Text provided ->

──────────

Attila Alan ɣerjti er
Attila Alan kill PST
“Attila killed Alan.”

The verbal suffix ti was identified by my esteemed colleague Friedrich Hopfert from the University of Berlin in his seminal work Betrachtung der Geschichte des Ruritanischen, to which I owe a great debt. It was also he who traced its origin to the Common Slavic tongue, whence it had presumably been loaned by the Ruritanians (or vice-versa).

Please note that the above sentence would in fact have been ungrammatical in Old Ruritanian; the focal pronoun was mandatory for a complete sentence.

The thematic pronoun was also obligatory, though only if the topic of the sentence was in the third person; then this pronoun, agreeing with said topic in grammatical gender, would follow it.

Attila mi Alan ɣerjti er mi-kwa
Attila 3SG.MASC Alan kill PST 3SG.MASC-ACC
“Attila killed Alan.” (literally: Attila, he Alan killed, him)

Both topic and focus are third-person masculine arguments; nonetheless, the information is added that Alan, the focus of the sentence, is actually the accusative argument. I shall get back to the exact forms and use of these additional set of pronouns (in addition to standard personal pronouns, which in Old Ruritanian did not strictly distinguish between nominative and accusative) shortly, but I think it would be prudent to first address their origin.

My theory about how these pronouns came into being is grounded in the reality of multilingual life in the Old Ruritanian Age, when Common Slavic, Old Hungarian, Byzantine Greek and possibly others were all spoken in addition to Old Ruritanian, often alongside one another. It is my assumption that a great deal of pointing would have taken place to get one’s point across, both literal pointing with one’s fingers and verbal pointing, though not in the form of demonstratives, but a repetition of pronouns. What was once only used in specific circumstances then became a means to express emphasis and then lost meaning altogether, turning into a fossilised yet obligatory part of the sentence.

──────────

[Collected data]
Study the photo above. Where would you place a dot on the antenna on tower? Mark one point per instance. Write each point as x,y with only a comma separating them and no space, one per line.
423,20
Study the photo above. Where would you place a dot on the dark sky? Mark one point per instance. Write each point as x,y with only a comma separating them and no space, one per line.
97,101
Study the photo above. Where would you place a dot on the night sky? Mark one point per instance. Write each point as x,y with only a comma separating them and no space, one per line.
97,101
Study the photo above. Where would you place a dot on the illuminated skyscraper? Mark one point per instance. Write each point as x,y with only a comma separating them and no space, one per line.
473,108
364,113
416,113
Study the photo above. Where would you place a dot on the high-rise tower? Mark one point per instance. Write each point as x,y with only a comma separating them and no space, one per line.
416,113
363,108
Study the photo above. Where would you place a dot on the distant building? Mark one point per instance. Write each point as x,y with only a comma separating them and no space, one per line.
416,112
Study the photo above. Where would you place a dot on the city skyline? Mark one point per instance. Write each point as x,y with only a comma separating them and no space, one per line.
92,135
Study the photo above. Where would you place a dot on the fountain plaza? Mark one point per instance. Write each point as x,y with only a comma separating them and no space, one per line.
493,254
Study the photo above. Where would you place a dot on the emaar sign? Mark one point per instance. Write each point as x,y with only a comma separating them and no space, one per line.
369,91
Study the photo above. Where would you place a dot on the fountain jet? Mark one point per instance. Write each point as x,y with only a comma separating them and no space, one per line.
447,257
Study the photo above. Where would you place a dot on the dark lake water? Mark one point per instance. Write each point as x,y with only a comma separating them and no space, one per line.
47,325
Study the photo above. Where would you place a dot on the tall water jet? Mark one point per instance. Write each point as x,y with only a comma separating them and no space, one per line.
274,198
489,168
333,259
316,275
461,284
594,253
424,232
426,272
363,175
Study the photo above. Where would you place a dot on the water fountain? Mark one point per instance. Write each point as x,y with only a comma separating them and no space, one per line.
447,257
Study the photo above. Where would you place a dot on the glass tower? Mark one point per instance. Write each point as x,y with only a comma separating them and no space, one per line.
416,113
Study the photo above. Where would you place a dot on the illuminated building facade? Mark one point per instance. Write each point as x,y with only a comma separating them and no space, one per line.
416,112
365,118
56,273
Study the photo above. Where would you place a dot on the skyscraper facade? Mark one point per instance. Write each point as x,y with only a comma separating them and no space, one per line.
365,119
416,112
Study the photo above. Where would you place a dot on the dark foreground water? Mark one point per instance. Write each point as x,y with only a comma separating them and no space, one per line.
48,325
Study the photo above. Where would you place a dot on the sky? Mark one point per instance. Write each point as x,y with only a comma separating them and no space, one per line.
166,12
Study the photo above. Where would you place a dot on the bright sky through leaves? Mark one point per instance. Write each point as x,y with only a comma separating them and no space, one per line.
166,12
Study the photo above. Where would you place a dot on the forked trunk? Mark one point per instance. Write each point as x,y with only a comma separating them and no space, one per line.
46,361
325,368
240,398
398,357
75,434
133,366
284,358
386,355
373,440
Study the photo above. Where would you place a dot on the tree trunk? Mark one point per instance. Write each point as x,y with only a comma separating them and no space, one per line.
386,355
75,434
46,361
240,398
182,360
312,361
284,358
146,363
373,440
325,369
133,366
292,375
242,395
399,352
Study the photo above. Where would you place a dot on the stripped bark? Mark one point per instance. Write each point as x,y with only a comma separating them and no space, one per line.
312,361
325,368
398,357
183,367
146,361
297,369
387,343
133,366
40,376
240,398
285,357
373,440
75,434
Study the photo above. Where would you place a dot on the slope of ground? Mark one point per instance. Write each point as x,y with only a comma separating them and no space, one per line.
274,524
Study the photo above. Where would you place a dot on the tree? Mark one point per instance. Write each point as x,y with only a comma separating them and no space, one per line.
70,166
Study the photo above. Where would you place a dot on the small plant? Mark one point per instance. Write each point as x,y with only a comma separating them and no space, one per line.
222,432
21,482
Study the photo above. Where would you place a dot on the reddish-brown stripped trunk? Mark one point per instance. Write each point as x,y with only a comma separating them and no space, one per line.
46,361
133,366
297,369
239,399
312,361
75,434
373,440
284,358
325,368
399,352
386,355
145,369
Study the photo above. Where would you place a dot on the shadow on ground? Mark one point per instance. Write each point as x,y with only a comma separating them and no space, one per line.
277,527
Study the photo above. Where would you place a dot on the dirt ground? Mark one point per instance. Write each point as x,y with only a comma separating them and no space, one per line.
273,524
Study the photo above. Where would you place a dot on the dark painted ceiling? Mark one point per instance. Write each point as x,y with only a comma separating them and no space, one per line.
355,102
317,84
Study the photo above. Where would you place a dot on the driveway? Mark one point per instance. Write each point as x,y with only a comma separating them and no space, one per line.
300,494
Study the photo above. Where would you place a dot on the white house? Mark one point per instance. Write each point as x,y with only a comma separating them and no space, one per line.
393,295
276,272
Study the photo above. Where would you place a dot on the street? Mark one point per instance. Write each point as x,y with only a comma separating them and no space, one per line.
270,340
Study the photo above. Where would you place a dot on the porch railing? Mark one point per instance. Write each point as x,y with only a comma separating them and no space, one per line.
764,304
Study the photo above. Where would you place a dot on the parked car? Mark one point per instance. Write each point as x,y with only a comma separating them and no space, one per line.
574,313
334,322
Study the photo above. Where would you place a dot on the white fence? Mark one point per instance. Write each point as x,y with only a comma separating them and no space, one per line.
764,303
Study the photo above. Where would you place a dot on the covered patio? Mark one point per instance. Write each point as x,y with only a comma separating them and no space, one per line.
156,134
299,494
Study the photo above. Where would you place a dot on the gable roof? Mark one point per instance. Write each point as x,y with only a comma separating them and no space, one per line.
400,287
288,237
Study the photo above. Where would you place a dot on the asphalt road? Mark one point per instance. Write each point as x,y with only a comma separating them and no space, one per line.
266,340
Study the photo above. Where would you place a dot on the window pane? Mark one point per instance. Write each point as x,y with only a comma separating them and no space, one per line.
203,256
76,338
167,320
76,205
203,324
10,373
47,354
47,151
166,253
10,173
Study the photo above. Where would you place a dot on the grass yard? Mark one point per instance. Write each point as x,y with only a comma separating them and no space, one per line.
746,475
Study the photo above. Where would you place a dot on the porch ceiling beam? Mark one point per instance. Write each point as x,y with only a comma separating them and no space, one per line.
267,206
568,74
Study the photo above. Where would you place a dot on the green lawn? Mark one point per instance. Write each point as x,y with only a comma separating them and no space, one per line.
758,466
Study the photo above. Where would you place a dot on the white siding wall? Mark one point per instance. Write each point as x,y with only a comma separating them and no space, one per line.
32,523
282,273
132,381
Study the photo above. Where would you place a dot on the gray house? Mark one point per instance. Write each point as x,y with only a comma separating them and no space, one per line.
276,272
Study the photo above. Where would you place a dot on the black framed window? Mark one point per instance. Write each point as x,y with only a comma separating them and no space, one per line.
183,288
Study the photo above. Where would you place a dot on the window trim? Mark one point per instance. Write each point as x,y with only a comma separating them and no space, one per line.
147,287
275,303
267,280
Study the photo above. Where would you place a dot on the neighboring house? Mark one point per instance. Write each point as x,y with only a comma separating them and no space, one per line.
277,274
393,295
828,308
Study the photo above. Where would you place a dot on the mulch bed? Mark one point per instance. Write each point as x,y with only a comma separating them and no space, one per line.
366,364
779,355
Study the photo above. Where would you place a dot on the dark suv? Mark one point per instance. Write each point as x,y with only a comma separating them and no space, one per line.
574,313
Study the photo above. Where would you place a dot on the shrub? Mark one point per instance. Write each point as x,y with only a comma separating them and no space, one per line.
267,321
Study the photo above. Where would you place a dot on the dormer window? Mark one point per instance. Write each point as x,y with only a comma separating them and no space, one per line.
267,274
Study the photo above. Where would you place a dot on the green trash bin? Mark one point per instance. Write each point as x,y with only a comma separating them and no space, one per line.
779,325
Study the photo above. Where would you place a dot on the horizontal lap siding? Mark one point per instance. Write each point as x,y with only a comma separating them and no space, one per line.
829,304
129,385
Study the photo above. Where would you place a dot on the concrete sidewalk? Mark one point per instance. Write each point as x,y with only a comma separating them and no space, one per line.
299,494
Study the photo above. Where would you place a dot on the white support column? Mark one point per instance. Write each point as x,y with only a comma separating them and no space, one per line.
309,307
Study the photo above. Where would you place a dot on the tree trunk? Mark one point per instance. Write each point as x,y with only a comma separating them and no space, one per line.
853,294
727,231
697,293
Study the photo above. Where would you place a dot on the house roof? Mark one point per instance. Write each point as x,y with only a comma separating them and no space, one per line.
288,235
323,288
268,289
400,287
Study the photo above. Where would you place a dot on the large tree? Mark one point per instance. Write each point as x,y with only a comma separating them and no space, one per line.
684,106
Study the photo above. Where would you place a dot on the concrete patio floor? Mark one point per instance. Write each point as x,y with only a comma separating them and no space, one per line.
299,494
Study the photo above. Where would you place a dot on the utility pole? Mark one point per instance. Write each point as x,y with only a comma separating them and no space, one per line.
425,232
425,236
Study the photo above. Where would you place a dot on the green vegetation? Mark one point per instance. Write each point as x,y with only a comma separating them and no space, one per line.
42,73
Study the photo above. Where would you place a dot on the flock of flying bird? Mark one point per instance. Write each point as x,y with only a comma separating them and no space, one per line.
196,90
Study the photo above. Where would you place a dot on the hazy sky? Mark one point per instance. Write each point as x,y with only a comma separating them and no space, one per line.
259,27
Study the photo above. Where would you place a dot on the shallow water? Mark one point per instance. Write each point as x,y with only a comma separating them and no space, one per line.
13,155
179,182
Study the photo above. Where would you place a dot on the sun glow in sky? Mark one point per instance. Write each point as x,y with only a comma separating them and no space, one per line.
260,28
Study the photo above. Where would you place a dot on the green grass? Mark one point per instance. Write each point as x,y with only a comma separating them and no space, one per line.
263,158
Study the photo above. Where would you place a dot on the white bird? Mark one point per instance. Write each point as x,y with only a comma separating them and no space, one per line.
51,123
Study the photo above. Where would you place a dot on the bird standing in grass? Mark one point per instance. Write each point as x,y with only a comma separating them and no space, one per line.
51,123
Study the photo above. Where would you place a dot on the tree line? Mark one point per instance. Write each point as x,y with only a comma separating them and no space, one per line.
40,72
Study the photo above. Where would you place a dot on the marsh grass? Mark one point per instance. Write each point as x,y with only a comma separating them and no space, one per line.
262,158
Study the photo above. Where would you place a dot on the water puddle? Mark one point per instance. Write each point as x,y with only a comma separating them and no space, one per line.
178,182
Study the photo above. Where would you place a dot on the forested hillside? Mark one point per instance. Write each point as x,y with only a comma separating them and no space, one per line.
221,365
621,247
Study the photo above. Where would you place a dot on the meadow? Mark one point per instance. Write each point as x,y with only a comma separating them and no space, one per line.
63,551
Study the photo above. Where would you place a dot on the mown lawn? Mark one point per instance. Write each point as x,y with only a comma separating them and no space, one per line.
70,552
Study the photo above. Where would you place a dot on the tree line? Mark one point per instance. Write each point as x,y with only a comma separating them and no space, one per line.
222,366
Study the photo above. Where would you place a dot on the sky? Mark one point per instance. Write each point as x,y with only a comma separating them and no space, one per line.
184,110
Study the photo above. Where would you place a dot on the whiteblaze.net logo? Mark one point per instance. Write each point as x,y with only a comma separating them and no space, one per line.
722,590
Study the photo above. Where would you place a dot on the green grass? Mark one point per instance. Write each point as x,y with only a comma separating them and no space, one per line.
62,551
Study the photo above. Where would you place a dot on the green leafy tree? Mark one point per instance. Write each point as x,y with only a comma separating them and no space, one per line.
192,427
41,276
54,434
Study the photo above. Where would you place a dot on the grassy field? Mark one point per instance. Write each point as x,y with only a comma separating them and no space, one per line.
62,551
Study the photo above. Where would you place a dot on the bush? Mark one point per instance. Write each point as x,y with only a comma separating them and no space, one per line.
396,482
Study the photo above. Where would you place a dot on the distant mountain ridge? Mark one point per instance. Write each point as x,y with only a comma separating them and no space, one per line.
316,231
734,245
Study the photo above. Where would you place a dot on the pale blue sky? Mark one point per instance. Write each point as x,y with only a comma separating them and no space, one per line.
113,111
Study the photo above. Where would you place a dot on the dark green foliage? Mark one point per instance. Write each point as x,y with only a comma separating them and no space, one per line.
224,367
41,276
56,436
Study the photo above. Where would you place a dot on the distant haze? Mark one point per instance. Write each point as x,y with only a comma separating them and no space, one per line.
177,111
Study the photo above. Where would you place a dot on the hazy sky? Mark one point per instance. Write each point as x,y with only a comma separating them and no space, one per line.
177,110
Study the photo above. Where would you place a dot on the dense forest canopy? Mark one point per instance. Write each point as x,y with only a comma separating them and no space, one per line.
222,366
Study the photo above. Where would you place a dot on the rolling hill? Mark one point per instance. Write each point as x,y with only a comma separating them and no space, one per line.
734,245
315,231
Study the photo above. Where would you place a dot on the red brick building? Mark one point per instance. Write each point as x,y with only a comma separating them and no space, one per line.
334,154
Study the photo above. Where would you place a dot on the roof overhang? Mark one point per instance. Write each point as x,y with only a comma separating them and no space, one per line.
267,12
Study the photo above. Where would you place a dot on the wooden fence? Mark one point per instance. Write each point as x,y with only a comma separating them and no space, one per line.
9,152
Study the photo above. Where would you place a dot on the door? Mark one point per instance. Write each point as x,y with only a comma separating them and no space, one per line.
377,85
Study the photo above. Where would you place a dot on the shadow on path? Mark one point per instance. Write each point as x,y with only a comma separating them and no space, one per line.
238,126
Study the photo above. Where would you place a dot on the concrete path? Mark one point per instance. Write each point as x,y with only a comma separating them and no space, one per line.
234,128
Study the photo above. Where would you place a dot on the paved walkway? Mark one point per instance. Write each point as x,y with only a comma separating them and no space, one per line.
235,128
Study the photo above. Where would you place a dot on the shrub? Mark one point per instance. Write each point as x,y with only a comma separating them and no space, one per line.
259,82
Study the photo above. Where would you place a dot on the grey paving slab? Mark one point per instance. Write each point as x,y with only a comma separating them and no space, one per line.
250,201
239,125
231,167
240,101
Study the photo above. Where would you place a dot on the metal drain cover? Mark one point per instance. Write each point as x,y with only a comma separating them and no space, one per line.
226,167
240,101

──────────

Written request ->
Condense the paragraph in the Old Ruritanian grammar text that begins "My theory about how these pronouns came into being" into a short bulleted list that keeps its main facts.

Exercise answer ->
- The theory of the pronouns' origin rests on the multilingual life of the Old Ruritanian Age.
- Common Slavic, Old Hungarian, Byzantine Greek and possibly other languages were spoken in addition to Old Ruritanian, often alongside one another.
- The author assumes people did a great deal of pointing to make themselves understood. Some of it was literal pointing with fingers. Some was verbal pointing, done by repeating pronouns rather than by using demonstratives.
- The repeated pronouns were at first used only in specific circumstances. They then became a way to express emphasis and finally lost their meaning. They ended up as a fossilized but obligatory part of the sentence.